= Beginning of Section =
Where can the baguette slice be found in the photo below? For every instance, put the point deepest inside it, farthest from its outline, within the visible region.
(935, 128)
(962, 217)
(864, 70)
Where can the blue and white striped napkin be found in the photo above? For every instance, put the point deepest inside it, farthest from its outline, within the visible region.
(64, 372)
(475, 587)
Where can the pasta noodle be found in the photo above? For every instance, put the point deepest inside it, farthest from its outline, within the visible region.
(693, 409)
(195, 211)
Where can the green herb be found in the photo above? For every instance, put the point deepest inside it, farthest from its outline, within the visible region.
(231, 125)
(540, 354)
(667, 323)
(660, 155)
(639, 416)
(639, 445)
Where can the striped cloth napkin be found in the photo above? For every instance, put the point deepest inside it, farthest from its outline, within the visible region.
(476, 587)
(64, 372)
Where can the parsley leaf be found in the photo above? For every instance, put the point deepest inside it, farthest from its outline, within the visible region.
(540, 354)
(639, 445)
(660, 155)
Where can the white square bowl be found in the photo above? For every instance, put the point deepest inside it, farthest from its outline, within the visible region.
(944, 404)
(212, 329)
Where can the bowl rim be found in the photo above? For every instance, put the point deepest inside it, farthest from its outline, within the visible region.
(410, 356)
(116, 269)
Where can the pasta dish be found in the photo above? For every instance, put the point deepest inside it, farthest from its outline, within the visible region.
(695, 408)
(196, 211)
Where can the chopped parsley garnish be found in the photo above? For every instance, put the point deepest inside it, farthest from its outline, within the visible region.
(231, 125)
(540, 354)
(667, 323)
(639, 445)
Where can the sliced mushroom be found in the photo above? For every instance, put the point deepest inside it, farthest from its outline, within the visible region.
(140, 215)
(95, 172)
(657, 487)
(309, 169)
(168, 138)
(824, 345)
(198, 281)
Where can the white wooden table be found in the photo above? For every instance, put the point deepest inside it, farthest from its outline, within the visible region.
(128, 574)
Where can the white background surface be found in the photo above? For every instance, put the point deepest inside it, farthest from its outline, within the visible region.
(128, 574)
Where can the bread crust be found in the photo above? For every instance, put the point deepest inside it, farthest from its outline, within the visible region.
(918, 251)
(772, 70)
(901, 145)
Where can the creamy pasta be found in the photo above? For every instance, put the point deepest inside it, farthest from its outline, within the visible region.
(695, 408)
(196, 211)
= End of Section =
Work instruction —
Make an exact copy of every line in the data.

The completed task —
Where can the baguette slice be found in the photo below? For every instance, put the point deepest inside it, farthest from its outline, within the visible region.
(935, 128)
(962, 217)
(864, 70)
Where can the blue and white striped napkin be found in the photo above? For every instance, put the point deepest inside it, farthest from its outline, within the visible region.
(64, 372)
(475, 587)
Where can the pasta noodle be found in the photo above? For every instance, put the point deepest inside it, farthest from its outline, within the visible region.
(693, 409)
(195, 211)
Where can the green herb be found in the photo above? For every instance, put the point deepest inside it, farthest from its outline, within the visible region.
(231, 125)
(540, 354)
(667, 323)
(660, 155)
(639, 416)
(639, 445)
Where can the striped cloth napkin be found in the photo above? For every instance, put the point deepest inside it, farthest from its outline, within the visible region.
(476, 587)
(64, 372)
Where can the parsley leaf be found in the photo above? For every instance, put the point deepest inside it, farthest from its outline, within the visible region.
(540, 354)
(639, 445)
(660, 155)
Where can the white square bowl be found in the photo above? For every instance, put the point deepest inside it, farthest from its outline, within the visible region.
(944, 404)
(212, 329)
Where can the bowl rim be found in the photo above? For every instance, put the point deepest inside it, farthest from its outline, within the visible region.
(410, 356)
(116, 269)
Where can the pasta dish be found in the photo above? For every instance, put the point deepest inside it, farthest from its outline, within the visible region.
(695, 408)
(196, 211)
Where can the chopped parsley garnish be found in the photo above? For every instance, put the point deepest inside it, farthest from its outline, within the visible region.
(231, 125)
(540, 354)
(667, 323)
(639, 445)
Where can the sliced mushroom be found in the photo above? For every instance, put the point deepest inside it, farthest from its outline, within the visible region.
(140, 215)
(95, 172)
(657, 487)
(309, 169)
(168, 138)
(824, 345)
(198, 281)
Where can the white wooden table be found in the photo above? For every instance, put the point deepest inside it, farthest from its outline, within the visible region.
(128, 574)
Where can the white background surface be found in the photo above? For every instance, put the point deepest inside it, farthest from its outline, within the visible region.
(128, 574)
Where can the bread crust be found in the photo above? For every instance, put the point deepest inside it, farthest from its outline, within the visible region.
(918, 251)
(772, 70)
(901, 145)
Where can the creamy pasta be found in the photo above? For every instance, put the point deepest inside it, farthest from its outline, within the visible region.
(695, 408)
(196, 211)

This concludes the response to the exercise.